PASSAGE:
◆ ◆ ◆

I started while she was in the womb – reading, singing, dancing, talking – with both English and Spanish. With my two eldest (boys from a Latino Dad) I really feel I dropped the ball with their bilingualism and refuse to let that happen with Megan.
Megan is lucky!!! I´m sure she must be as passionate as you about Spanish and languages in general.
Makes me feel better for speaking Spanish to my 11 month old even when others around me don’t understand.
Oh, Yazmin I really hope this continues to motivate you for sure! What others think shouldn´t be a factor at all in how we choose to raise our kids and, especially, when we are giving them the huge gift of bilingualism. Maybe you need to send them this article?
I spoke to my daughter in Spanish throughout infancy – I had heard somewhere that even if the infant isn’t learning the language per se, it made them neurologically more prepared for languages later in life.
My daughter decided early in toddlerhood that she did not like it when I spoke to her in Spanish. If she heard Spanish being spoken on Sesame Street, she walked over to turn the TV off. I still spoke to her in it – but much more sporadically. The public school she attended had a stupid rule preventing elementary and most middle school kids from taking a language class – unless singled out by a teacher as “worthy” to do so. Consequently, she didn’t get any formal language instruction until her last year in middle school when she was allowed to take a sampler course – one marking period each in Spanish, French and German. She did great – A’s in all three.
Now she’s studying Japanese. She loves it and again, is a straight A student. She listens to music in all sorts of languages – Russian, Norwegian, Greek and Italian are the ones I remember, but there are more. She still doesn’t speak Spanish, but she thinks some day she might study it. I’m resigned to not pushing her too much on this for fear of turning her off the language altogether.
But I’m convinced it’s the early infancy influx of more than one language that has given her an aptitude and openness to languages in general….
Thanks for sharing this story, Sabrina! I´m appalled about the school´s rule because I can´t find any reasons to justify not teaching kids a second language.
It sounds like you definitely planted the sounds of Spanish in her developing brain and that it has paid off.
My daughter went through the same thing — refusing Spanish. Still kind of does.
But, her accent is fabulous and she understands way more.
yay for you for sticking with it!…and no doubt that she did get a lot of good from what you did.
Excellent article! I used to teach pre-school and kindergarten (3-6 YO) at a small private Montessori school. Of the 30 or so kids in our room, 10-12 did not speak English as a first language. We had children from Russia, Bulgaria, Serbia, China, India, Mexico, other Central and South American countries, other European countries. Our advice to parents, many of whom were learning English themselves, was to speak their mother language at home, while we used English at school (the school also had classes for babies and toddlers)–the children became fluent in both. In one case, the mom spoke French, the dad spoke Arabic at home, and we spoke English at school to a set of twins. The children were slightly slower to talk, but when they did, they spoke all three languages.

◆ ◆ ◆

CHALLENGES:
**A.** Copy the rows word for word, starting with the line that contains "point: white chin" and going on through the final line of the rows.
**B.** Extend the comment thread on raising bilingual children beyond its last comment.

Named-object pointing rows
◆ ◆ ◆

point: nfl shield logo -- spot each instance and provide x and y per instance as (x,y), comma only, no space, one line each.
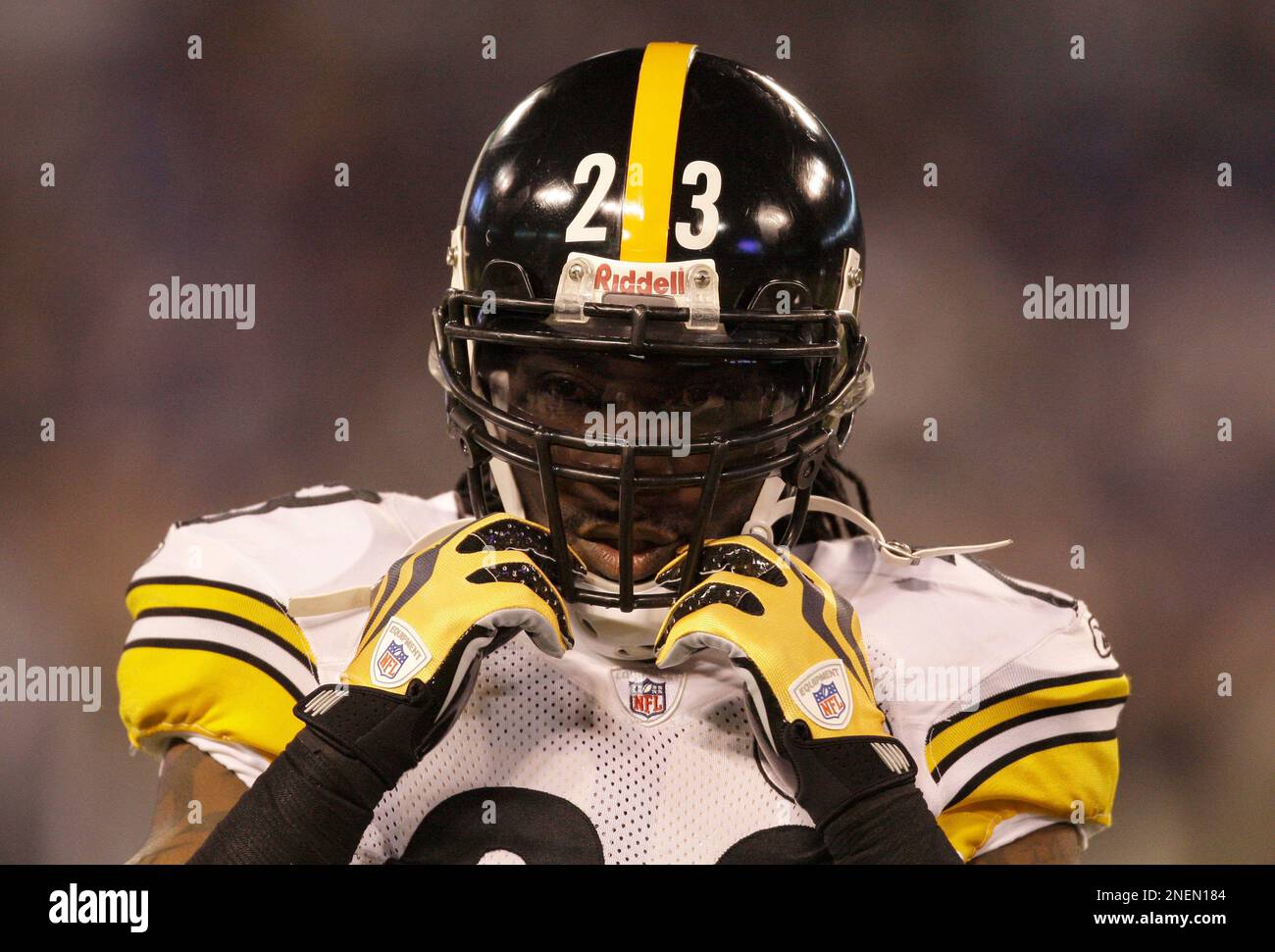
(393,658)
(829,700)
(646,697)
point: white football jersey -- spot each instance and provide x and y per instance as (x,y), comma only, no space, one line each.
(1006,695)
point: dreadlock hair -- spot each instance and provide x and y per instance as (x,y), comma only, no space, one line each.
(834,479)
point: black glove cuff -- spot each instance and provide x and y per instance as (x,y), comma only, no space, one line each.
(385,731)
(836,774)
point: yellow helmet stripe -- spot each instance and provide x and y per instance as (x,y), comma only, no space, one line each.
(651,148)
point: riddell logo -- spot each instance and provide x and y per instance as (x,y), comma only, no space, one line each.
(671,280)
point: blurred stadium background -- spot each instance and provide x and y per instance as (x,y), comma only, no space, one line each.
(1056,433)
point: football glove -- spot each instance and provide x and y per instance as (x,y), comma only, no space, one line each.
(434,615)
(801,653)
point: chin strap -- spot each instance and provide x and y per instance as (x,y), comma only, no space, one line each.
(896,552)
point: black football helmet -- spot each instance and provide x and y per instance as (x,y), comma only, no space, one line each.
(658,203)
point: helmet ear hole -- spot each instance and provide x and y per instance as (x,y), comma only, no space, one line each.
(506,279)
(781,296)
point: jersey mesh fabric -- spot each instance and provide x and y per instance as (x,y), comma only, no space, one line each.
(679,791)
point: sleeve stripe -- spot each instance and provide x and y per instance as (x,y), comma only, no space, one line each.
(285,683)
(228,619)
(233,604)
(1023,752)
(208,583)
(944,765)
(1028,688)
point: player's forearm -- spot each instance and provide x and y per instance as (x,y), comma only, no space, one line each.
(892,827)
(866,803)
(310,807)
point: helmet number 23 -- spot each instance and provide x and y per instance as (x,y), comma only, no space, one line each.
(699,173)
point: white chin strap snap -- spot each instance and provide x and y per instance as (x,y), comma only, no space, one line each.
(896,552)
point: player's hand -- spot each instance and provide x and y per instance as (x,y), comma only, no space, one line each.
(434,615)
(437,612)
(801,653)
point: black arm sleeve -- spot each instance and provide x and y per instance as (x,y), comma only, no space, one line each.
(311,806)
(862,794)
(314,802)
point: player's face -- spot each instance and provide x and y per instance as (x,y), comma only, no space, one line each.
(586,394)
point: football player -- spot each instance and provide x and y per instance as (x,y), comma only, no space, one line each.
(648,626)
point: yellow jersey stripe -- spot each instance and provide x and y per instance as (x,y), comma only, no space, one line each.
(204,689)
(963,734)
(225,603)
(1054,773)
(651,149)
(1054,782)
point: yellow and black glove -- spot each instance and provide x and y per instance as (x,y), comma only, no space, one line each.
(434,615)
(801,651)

◆ ◆ ◆

RESULTS OF THE EXERCISE:
**A.**
point: white chin strap snap -- spot each instance and provide x and y per instance as (x,y), comma only, no space, one line each.
(896,552)
point: player's hand -- spot each instance and provide x and y per instance as (x,y), comma only, no space, one line each.
(434,615)
(437,612)
(801,653)
point: black arm sleeve -- spot each instance and provide x and y per instance as (x,y), comma only, no space, one line each.
(311,806)
(862,794)
(314,802)
point: player's face -- spot each instance and provide x and y per instance as (x,y), comma only, no space, one line each.
(586,394)
point: football player -- spot each instance and provide x and y per instance as (x,y), comma only, no space, one line each.
(648,626)
point: yellow jersey stripe -- spot each instance and provide x and y per instance as (x,y), comma only, no space, one line each.
(204,689)
(963,734)
(225,603)
(1054,773)
(651,149)
(1054,782)
point: yellow and black glove -- spot each instance and provide x and y per instance as (x,y), comma only, no space, one line each.
(434,615)
(801,651)

**B.**
Those parents and kids were lucky to have found your school!
My girl goes to a Montessori preschool and there´s also a lot of different native languages spoken by the kids. She´s the only Spanish-speaker and they´ve always encouraged her bilingualism. She´s definitely flourished.
I guess I am always a little shocked that this has to be studied…Just go to Miami and listen to the Cuban-American kids who grew up with both languages…Yes, it works. Yes, earlier the better. No, no problem at school. We’re all genius, I am telling you. LOL
Gracias, Spanglish Baby!
Ja! Miami is the perfect case study! In fact, the oldest immersion school is in Miami..Coral Way Elementary.
It’s amazing to me, too. You would think at some point people in the school system administration would have noticed the HUGE chunk of the population of Houston who are bilingual — in all different languages. There’s no debate about whether being bilingual is overall a positive for the person. They’re all over the place, and it’s quite obvious. But this is not reflected in the schools. Here in Houston we don’t seem to have many options for dual-language or immersion in the schools; a handful for Spanish, 1 in French, none I’ve found in any other languages so far (public or private). I wonder if it’s simply that the parents have not demanded it.
For my first I spoke to her mostly in Spanish from birth. At one when she first started talking she was speaking mostly spanish. At two she was pretty evently bi-lingual but after two she started speaking a lot of English. She’s now speaking mostly English but very interested in learning more Spanish. In our home we speak both languages. Our youngest is 1. She doesn’t talk yet, but lots of people talk to her, whereas my first daughter was spoken to mostly by me. I’m not sure how she’ll speak but we’re adding a lot more spanish due to my oldest daughter’s interest now.
I wish I started early… I am still struggling con mi espanol and I called DF home for a while….
stay adventurous, Craig
I´m sure that´s exactly what will motivate you if you ever have kids!
Our son heard me speaking in both English and Spanish on a daily basis from within the womb. I have to say I’m not sure which influenced him more, because he heard English more of the time but the Spanish was usually louder LOL.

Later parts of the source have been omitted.